# [Problem]
Please copy every one of the entries below word for word, leaving the pictures out of your copy.

# [Record excerpts]
----
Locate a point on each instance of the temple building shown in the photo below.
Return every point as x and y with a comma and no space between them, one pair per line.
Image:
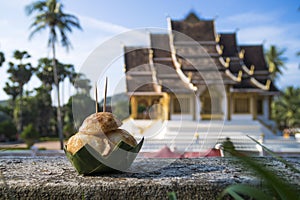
194,73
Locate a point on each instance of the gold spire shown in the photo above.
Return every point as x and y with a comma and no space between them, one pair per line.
218,38
239,78
242,53
227,62
252,67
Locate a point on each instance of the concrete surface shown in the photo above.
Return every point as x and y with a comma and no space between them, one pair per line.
55,178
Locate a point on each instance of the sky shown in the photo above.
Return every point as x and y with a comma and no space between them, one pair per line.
264,22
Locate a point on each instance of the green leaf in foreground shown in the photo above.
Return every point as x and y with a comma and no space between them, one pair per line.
236,190
278,188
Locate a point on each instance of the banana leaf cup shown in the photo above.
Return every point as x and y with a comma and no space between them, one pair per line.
88,161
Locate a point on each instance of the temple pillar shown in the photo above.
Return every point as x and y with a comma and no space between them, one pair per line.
229,103
253,106
270,107
165,106
266,110
134,106
197,106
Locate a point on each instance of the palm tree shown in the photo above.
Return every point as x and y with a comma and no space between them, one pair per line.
50,15
286,109
276,61
2,58
20,74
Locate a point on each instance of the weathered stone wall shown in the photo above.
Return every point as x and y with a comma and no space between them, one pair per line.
55,178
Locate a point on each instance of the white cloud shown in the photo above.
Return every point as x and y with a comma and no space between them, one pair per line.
251,18
99,25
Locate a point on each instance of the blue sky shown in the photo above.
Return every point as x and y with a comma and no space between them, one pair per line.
256,22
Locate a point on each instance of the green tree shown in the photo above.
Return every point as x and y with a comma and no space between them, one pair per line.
276,61
20,74
8,130
43,104
2,58
29,135
286,109
49,15
82,85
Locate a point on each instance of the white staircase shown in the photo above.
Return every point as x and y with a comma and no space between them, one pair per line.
181,135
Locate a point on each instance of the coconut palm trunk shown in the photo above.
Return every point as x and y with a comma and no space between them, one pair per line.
58,110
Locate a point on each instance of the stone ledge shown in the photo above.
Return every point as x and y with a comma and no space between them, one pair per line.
55,178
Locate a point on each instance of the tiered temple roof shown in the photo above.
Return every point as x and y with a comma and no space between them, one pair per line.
193,54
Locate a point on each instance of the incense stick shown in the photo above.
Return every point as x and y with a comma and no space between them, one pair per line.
----
# [Expected output]
Locate a point on each instance of the temple building shown in the photo below.
Return every point as x and y with a comma and no space between them, one pair per line.
Image:
194,73
Locate a point on each instance of the gold spire shown in the photo above.
Return every point as x and y with a comma and no space between them, one pair per line.
218,38
239,78
242,53
227,62
252,67
Locate a point on each instance of the concrete surface shown in the photo above.
Return every point as x and y with a comma and no space between them, one pair per line.
55,178
Locate a point on each instance of the sky shown in the photo above.
Return every point as x and y with a comma and no space between them, one pair per line.
264,22
Locate a point on each instance of the green leaf in foreground shown in the photo above.
Return every point as x and y with a comma and no space between them, one pair per line.
236,190
278,188
Locate a point on each instance of the banana leaf cup shown in the photo above.
Return every point as x and y with a comma and no space between them, one pair per line.
88,161
Locate a point on each instance of the temple pillar shown in the photo above.
Return every point as x and y with a comma and no space between them, one pair per line.
229,103
253,106
270,107
165,106
266,110
134,106
197,106
Locate a point on each instance of the palm tree shown in the photo above.
Return every point as x and y with a comma and no space between them, one pair per line.
50,15
286,109
276,61
2,58
20,74
Locate a point on each instance of the weathered stone wall shown in the photo above.
Return every point as x and y with a comma and no space between them, one pair per line.
55,178
Locate a point on each instance of the white cloud shown in the photo above.
Return every point as x and y with a comma and no space between them, one pair per line.
251,18
99,25
Locate a point on each instance of the blue sky shown in the photo above.
Return every point as x and y with a comma and no space between them, one pair per line.
256,22
Locate a point on each instance of the green tree shown in the photo above.
Return every point as x and y with a comma and no space between them, one pair per line.
276,61
20,74
8,130
43,104
2,58
29,135
286,109
49,15
82,85
Locate a point on each instance of the white staircase shown in the photo above.
Return every point as x and y with a comma and no space between them, one pair per line.
181,135
Locate a point on each instance of the coconut palm trunk shown in the photo above.
Return every point as x and y with a comma and no space between them, one pair per line.
58,110
Locate a point on each instance of the stone ledge shown in the photo above.
Return every point as x and y with a comma and no space between them, one pair per line.
55,178
Locate a point on each instance of the tiered temple roof shown in the photo above.
Return every point as x and y with a comma and no space between them, one pair per line.
193,54
Locate a point on each instance of the incense stick shown in the photo above.
Return every point as x and y with a comma and no space between them, one pair per line.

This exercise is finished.